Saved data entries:
☆ ☆ ☆ ☆ ☆ ☆ ☆

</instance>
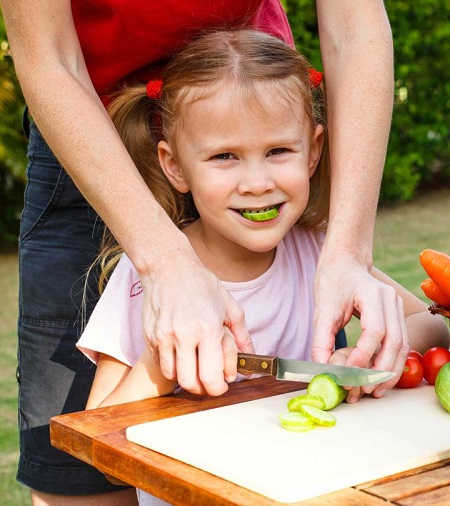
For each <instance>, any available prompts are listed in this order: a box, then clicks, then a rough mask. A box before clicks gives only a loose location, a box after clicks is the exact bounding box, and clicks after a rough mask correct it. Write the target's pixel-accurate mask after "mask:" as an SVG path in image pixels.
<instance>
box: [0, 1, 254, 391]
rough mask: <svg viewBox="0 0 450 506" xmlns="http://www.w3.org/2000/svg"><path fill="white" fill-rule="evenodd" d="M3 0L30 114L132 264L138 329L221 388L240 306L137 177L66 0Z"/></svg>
mask: <svg viewBox="0 0 450 506" xmlns="http://www.w3.org/2000/svg"><path fill="white" fill-rule="evenodd" d="M1 2H2V3H1V6H2V11H3V16H4V20H5V24H6V27H7V32H8V38H9V42H10V46H11V51H12V55H13V58H14V64H15V68H16V71H17V75H18V77H19V80H20V83H21V86H22V90H23V93H24V96H25V98H26V101H27V104H28V105H29V108H30V111H31V113H32V116H33V118H34V120H35V121H36V123H37V125H38V127H39V129H40V130H41V132H42V134H43V135H44V137H45V139H46V140H47V142H48V144H49V145H50V147H51V148H52V150H53V151H54V153H55V155H56V156H57V157H58V159H59V160H60V162H61V163H62V165H63V166H64V167H65V169H66V170H67V171H68V173H69V174H70V175H71V177H72V178H73V180H74V181H75V183H76V185H77V186H78V187H79V188H80V190H81V192H82V193H83V194H84V196H85V197H86V198H87V200H88V201H89V202H90V203H91V205H92V206H93V207H94V208H95V210H96V211H97V212H98V213H99V215H100V216H101V217H102V218H103V220H104V221H105V223H106V224H107V226H108V227H109V228H110V230H111V231H112V233H113V234H114V235H115V237H116V238H117V240H118V241H119V243H120V244H121V246H122V247H123V249H124V250H125V251H126V253H127V254H128V256H129V257H130V259H131V261H132V262H133V264H134V265H135V267H136V268H137V270H138V272H139V276H140V279H141V281H142V283H143V287H144V293H145V305H144V310H143V311H144V329H145V336H146V338H147V340H148V343H149V345H150V346H151V348H152V350H153V352H154V355H155V358H156V360H158V359H159V362H160V366H161V370H162V371H163V373H164V375H165V376H166V377H168V378H171V379H175V377H177V379H178V382H179V383H180V385H181V386H182V387H183V388H185V389H186V390H189V391H192V392H195V393H200V392H203V391H204V390H206V391H207V392H208V393H209V394H212V395H219V394H221V393H223V392H224V391H225V390H226V389H227V388H228V387H227V383H226V382H225V380H224V373H223V370H224V358H223V354H222V345H221V343H222V340H223V337H224V333H223V325H224V324H225V325H226V326H228V327H229V328H230V329H231V331H232V333H233V334H234V337H235V338H236V341H237V344H238V346H239V347H240V348H241V349H242V350H244V351H251V349H252V346H251V341H250V337H249V334H248V331H247V329H246V326H245V320H244V315H243V311H242V309H241V308H240V307H239V306H238V305H237V304H236V303H235V301H234V300H233V299H232V298H231V296H229V294H228V293H227V292H226V290H225V289H224V288H223V286H222V284H221V283H220V282H219V281H218V280H217V278H216V277H215V276H213V275H212V274H211V273H210V272H209V271H207V270H206V269H205V268H204V266H203V265H202V264H201V262H200V261H199V260H198V258H197V256H196V255H195V254H194V252H193V250H192V248H191V246H190V244H189V242H188V240H187V239H186V237H185V236H184V235H183V234H182V233H181V232H180V231H178V230H177V228H176V227H175V226H174V225H173V224H172V222H171V221H170V219H169V218H168V216H167V215H166V213H165V212H164V211H163V209H162V208H161V207H160V206H159V205H158V204H157V203H156V201H155V199H154V198H153V196H152V195H151V193H150V191H149V190H148V188H147V186H146V185H145V183H144V181H143V180H142V178H141V177H140V175H139V173H138V171H137V169H136V167H135V166H134V164H133V162H132V160H131V158H130V156H129V155H128V153H127V151H126V149H125V147H124V145H123V144H122V142H121V140H120V138H119V136H118V134H117V132H116V130H115V128H114V126H113V124H112V123H111V121H110V119H109V117H108V115H107V113H106V111H105V109H104V107H103V105H102V104H101V101H100V100H99V98H98V96H97V94H96V92H95V90H94V88H93V86H92V82H91V79H90V77H89V75H88V72H87V69H86V65H85V62H84V58H83V55H82V52H81V48H80V44H79V41H78V37H77V33H76V30H75V26H74V23H73V19H72V12H71V2H70V0H58V1H57V2H55V1H53V0H44V1H41V2H34V1H32V0H20V1H15V0H1ZM113 50H114V49H113V48H111V51H113ZM197 357H199V359H197ZM205 357H208V359H207V360H206V359H205ZM197 360H199V364H197Z"/></svg>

☆ ☆ ☆ ☆ ☆ ☆ ☆

--- PROMPT ---
Revise the records above by replacing "rough mask" with "coarse mask" throughout, leaving everything else unchanged. Leave the pictures out of your answer.

--- TASK ANSWER ---
</instance>
For each <instance>, any available prompts are listed in this order: a box, then clicks, then a coarse mask. A box before clicks gives only a loose location, a box after clicks is the exact bounding box, and clicks after a coarse mask correct it. Write the target's pixel-accurate mask after "mask:" as an SVG path in image pixels.
<instance>
box: [0, 1, 254, 391]
coarse mask: <svg viewBox="0 0 450 506" xmlns="http://www.w3.org/2000/svg"><path fill="white" fill-rule="evenodd" d="M3 0L30 114L132 264L138 329L221 388L240 306L137 177L66 0Z"/></svg>
mask: <svg viewBox="0 0 450 506" xmlns="http://www.w3.org/2000/svg"><path fill="white" fill-rule="evenodd" d="M1 2H2V3H1V6H2V11H3V16H4V20H5V24H6V27H7V32H8V38H9V42H10V46H11V51H12V55H13V58H14V64H15V68H16V71H17V75H18V77H19V80H20V83H21V86H22V90H23V93H24V96H25V98H26V101H27V104H28V105H29V108H30V111H31V113H32V116H33V118H34V120H35V121H36V123H37V125H38V127H39V129H40V130H41V132H42V134H43V135H44V137H45V139H46V140H47V142H48V144H49V145H50V147H51V148H52V150H53V151H54V153H55V155H56V156H57V157H58V159H59V160H60V162H61V163H62V165H63V166H64V167H65V169H66V170H67V171H68V173H69V174H70V175H71V177H72V178H73V180H74V181H75V183H76V185H77V186H78V187H79V188H80V190H81V192H82V193H83V194H84V196H85V197H86V198H87V200H88V201H89V202H90V203H91V205H92V206H93V207H94V208H95V210H96V211H97V212H98V213H99V215H100V216H101V217H102V218H103V220H104V221H105V223H106V224H107V226H108V227H109V228H110V230H111V231H112V233H113V234H114V235H115V237H116V238H117V240H118V241H119V243H120V244H121V246H122V247H123V249H124V250H125V251H126V253H127V254H128V256H129V257H130V259H131V261H132V262H133V264H134V265H135V267H136V268H137V270H138V272H139V276H140V279H141V281H142V283H143V287H144V293H145V305H144V310H143V311H144V329H145V336H146V338H147V340H148V343H149V345H150V346H151V348H152V350H153V352H154V355H155V358H156V360H158V359H159V362H160V366H161V370H162V371H163V373H164V375H165V376H166V377H168V378H171V379H175V377H177V379H178V382H179V383H180V385H181V386H182V387H183V388H185V389H186V390H189V391H192V392H195V393H200V392H203V391H204V390H206V391H207V392H208V393H209V394H212V395H219V394H221V393H223V392H224V391H225V390H226V389H227V388H228V387H227V383H226V382H225V380H224V373H223V370H224V358H223V354H222V345H221V343H222V340H223V337H224V333H223V325H224V324H225V325H226V326H228V327H229V328H230V329H231V331H232V333H233V334H234V337H235V338H236V341H237V344H238V346H239V347H240V348H241V349H242V350H244V351H251V349H252V346H251V341H250V337H249V334H248V331H247V329H246V326H245V320H244V315H243V311H242V309H241V308H240V307H239V306H238V305H237V304H236V303H235V301H234V300H233V299H232V298H231V296H229V294H228V293H227V292H226V290H225V289H224V288H223V286H222V284H221V283H220V282H219V281H218V280H217V278H216V277H215V276H213V275H212V274H211V273H210V272H209V271H207V270H206V269H205V268H204V266H203V265H202V264H201V262H200V261H199V260H198V258H197V256H196V255H195V254H194V252H193V250H192V248H191V246H190V244H189V242H188V240H187V239H186V237H185V236H184V235H183V234H182V233H181V232H180V231H178V230H177V228H176V227H175V226H174V225H173V224H172V222H171V221H170V219H169V218H168V216H167V215H166V213H165V212H164V211H163V209H162V208H161V207H160V206H159V205H158V204H157V203H156V201H155V199H154V198H153V196H152V195H151V193H150V191H149V190H148V188H147V186H146V185H145V183H144V181H143V180H142V178H141V177H140V175H139V173H138V171H137V169H136V167H135V166H134V164H133V162H132V160H131V158H130V156H129V155H128V153H127V151H126V149H125V147H124V145H123V144H122V142H121V140H120V138H119V136H118V134H117V132H116V130H115V128H114V126H113V124H112V123H111V121H110V119H109V117H108V115H107V113H106V111H105V109H104V107H103V105H102V104H101V101H100V100H99V98H98V96H97V94H96V92H95V90H94V88H93V86H92V82H91V79H90V77H89V75H88V72H87V69H86V65H85V62H84V58H83V55H82V52H81V48H80V44H79V41H78V37H77V33H76V30H75V26H74V23H73V19H72V12H71V2H70V0H58V1H57V2H55V1H53V0H44V1H41V2H34V1H32V0H20V1H15V0H1ZM113 50H114V49H113V48H111V51H113ZM197 357H199V359H197ZM205 357H208V359H207V360H206V359H205ZM197 360H199V364H197Z"/></svg>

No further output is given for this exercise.